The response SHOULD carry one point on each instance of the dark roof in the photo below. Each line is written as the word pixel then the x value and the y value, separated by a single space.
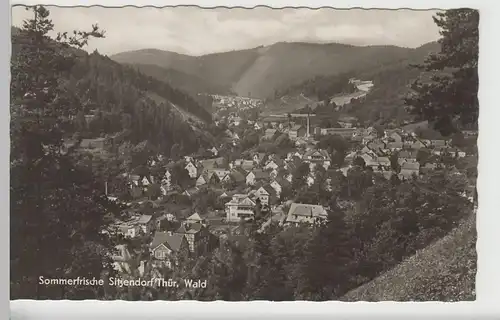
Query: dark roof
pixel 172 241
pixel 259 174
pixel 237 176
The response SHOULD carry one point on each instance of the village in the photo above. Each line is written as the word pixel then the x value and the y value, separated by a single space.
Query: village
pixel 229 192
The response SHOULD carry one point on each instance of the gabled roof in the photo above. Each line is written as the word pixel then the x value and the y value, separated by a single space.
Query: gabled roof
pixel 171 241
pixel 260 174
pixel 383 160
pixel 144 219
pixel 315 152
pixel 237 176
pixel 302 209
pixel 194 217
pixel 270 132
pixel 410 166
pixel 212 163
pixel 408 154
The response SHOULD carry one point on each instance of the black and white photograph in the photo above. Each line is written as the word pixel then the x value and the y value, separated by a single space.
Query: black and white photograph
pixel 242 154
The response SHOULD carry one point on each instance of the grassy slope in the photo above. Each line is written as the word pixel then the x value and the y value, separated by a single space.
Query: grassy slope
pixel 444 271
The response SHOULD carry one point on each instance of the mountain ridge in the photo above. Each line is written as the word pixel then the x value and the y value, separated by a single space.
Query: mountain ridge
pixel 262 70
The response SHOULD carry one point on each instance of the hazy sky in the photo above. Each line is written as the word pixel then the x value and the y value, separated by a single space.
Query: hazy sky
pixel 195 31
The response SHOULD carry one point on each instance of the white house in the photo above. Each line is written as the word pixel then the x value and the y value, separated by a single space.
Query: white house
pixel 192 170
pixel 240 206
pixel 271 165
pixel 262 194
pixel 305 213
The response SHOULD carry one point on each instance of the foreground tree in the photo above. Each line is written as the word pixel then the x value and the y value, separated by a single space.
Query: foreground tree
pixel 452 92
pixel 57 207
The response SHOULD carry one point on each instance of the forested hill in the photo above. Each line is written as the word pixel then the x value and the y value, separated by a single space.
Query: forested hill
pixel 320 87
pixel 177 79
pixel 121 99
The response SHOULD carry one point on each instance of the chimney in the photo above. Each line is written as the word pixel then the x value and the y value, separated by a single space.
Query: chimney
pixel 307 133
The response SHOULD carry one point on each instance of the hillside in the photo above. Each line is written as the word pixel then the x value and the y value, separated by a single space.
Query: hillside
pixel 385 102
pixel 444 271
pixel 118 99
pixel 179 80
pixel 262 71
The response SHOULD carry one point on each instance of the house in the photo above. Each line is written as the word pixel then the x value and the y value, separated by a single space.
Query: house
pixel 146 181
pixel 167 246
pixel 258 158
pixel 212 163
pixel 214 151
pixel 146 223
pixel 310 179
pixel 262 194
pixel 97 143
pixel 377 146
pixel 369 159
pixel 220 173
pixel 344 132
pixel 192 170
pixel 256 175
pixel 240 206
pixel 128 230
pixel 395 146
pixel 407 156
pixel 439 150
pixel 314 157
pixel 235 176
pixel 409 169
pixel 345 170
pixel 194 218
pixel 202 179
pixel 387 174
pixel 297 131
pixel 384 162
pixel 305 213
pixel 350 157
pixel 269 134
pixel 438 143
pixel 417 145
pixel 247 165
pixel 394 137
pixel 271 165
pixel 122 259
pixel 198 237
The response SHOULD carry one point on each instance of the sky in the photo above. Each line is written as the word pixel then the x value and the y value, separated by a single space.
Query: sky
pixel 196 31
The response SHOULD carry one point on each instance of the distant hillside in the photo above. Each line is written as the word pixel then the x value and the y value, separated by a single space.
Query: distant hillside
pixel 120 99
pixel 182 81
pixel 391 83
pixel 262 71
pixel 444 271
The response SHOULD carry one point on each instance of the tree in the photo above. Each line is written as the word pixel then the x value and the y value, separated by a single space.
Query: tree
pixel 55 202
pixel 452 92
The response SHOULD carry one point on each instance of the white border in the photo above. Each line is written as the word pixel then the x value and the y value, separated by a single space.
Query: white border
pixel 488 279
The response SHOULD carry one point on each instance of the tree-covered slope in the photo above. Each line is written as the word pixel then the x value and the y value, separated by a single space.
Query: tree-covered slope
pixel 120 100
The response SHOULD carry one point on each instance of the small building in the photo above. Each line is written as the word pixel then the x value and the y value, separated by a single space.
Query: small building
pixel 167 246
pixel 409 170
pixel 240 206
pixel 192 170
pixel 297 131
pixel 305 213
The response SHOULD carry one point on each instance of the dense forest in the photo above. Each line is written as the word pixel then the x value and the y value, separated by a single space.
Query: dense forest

···

What this task involves
Turn the whole listing above into a numbered list, one line per item, with blank lines dropped. Leave the pictures out of your answer.

Exercise result
1. The response SHOULD carry one point on each instance of the dark roof in the photo below. Each line is written as the word pixel then the x value and the y value, separated by a single space.
2. Query: dark roof
3. pixel 172 241
4. pixel 259 174
5. pixel 237 176
6. The response SHOULD carry one point on each instance of the village in the photo above. Each line is written as the word pixel then the x value and the y value, separated by a single space.
7. Query: village
8. pixel 229 192
9. The response SHOULD carry one point on each instance of the gabled roof in the photo above. Each line is written as the word pixel then the x value and the y value, separated by a single space.
10. Query: gabled roof
11. pixel 171 241
12. pixel 260 174
13. pixel 383 160
14. pixel 144 219
15. pixel 315 152
16. pixel 237 176
17. pixel 302 209
18. pixel 194 217
19. pixel 270 132
20. pixel 410 166
21. pixel 212 163
22. pixel 408 154
23. The response SHOULD carry one point on each instance of the black and white photograph in the photo above. Each line is written as the word pixel then the x value and the y value, separated by a single space.
24. Query: black and white photograph
25. pixel 242 154
26. The response SHOULD carry one point on each instance of the grassy slope in the photo above. Each line is written as the word pixel then the x value and the y value, separated by a single space.
27. Query: grassy slope
28. pixel 444 271
29. The response SHOULD carry one point on each instance of the mountain ridge in the photo above. Each line is written as the word pixel then the x value and the y value, separated by a single space.
30. Query: mountain ridge
31. pixel 262 70
32. The response SHOULD carry one point on each instance of the hazy sky in the photo above. Each line is written as the word pixel then the x value and the y value, separated by a single space.
33. Query: hazy sky
34. pixel 195 31
35. The response SHOULD carry one point on each instance of the white house in the photo above. Each line is written as the word pixel then the x value and the y value, separated by a single space.
36. Query: white house
37. pixel 192 170
38. pixel 240 206
39. pixel 271 165
40. pixel 262 194
41. pixel 305 213
42. The response SHOULD carry one point on each instance of the foreground tree in the photo above. Each line is written as the word pixel then the x value and the y value, separated by a single space.
43. Query: foreground tree
44. pixel 452 92
45. pixel 57 207
46. The response SHOULD carry one point on each instance of the forested hill in the photo above. Each line is written as the word pixel then the x value and the y value, separated by a single space.
47. Query: forested hill
48. pixel 320 87
49. pixel 177 79
50. pixel 121 99
51. The response SHOULD carry one point on each instance of the chimney in the photo above. Each line is written as the word pixel then the x value and the y value, separated by a single space.
52. Query: chimney
53. pixel 307 133
54. The response SHOULD carry one point on each instance of the hillside in the photo above. Each line is written as the word pixel then the x value and the y value, separated by a single space.
55. Query: hillside
56. pixel 385 102
57. pixel 444 271
58. pixel 118 99
59. pixel 179 80
60. pixel 262 71
61. The response SHOULD carry one point on each instance of the house in the photo above. Each line is written as the word pixel then the x value and the y value, separated by a single space.
62. Query: house
63. pixel 146 181
64. pixel 167 246
65. pixel 258 158
66. pixel 212 163
67. pixel 214 151
68. pixel 146 223
69. pixel 310 179
70. pixel 262 194
71. pixel 97 143
72. pixel 377 146
73. pixel 369 159
74. pixel 220 173
75. pixel 344 132
76. pixel 192 170
77. pixel 256 175
78. pixel 240 206
79. pixel 128 230
80. pixel 395 146
81. pixel 407 156
82. pixel 439 150
83. pixel 314 157
84. pixel 235 176
85. pixel 409 169
86. pixel 345 170
87. pixel 194 218
88. pixel 202 179
89. pixel 387 174
90. pixel 297 131
91. pixel 384 162
92. pixel 305 213
93. pixel 350 157
94. pixel 269 134
95. pixel 438 143
96. pixel 417 145
97. pixel 247 165
98. pixel 394 137
99. pixel 271 165
100. pixel 122 259
101. pixel 198 237
102. The response SHOULD carry one point on each instance of the sky in the photo above. Each line is written as the word pixel then the x value and the y value, separated by a single space.
103. Query: sky
104. pixel 196 31
105. The response SHOULD carry one point on each instance of the distant hillside in the photo above. Each line is written as the word pixel then the x value and the y value, separated by a single space.
106. Query: distant hillside
107. pixel 120 99
108. pixel 182 81
109. pixel 391 83
110. pixel 262 71
111. pixel 444 271
112. The response SHOULD carry one point on each instance of the tree in the photo above. Each line is written as the word pixel then the x value and the y value, separated by a single space.
113. Query: tree
114. pixel 55 202
115. pixel 452 92
116. The response SHOULD carry one point on each instance of the white border in the photo above. Each line is written as the word pixel then the x value and the y value, separated by a single space.
117. Query: white border
118. pixel 488 279
119. The response SHOULD carry one point on each instance of the tree-covered slope in the photo above. Each line is written as the word pixel then the x value and the y value, separated by a single space.
120. Query: tree-covered slope
121. pixel 120 100
122. The response SHOULD carry one point on each instance of the small building in the photo above. Each line is written as the word pixel then the x value and the y value, separated by a single space.
123. Query: small building
124. pixel 167 246
125. pixel 409 170
126. pixel 240 206
127. pixel 192 170
128. pixel 297 131
129. pixel 305 213
130. The response SHOULD carry one point on each instance of the dense forest in the photo above. Each line is written as the word pixel then the x value and the y value, separated by a single space.
131. Query: dense forest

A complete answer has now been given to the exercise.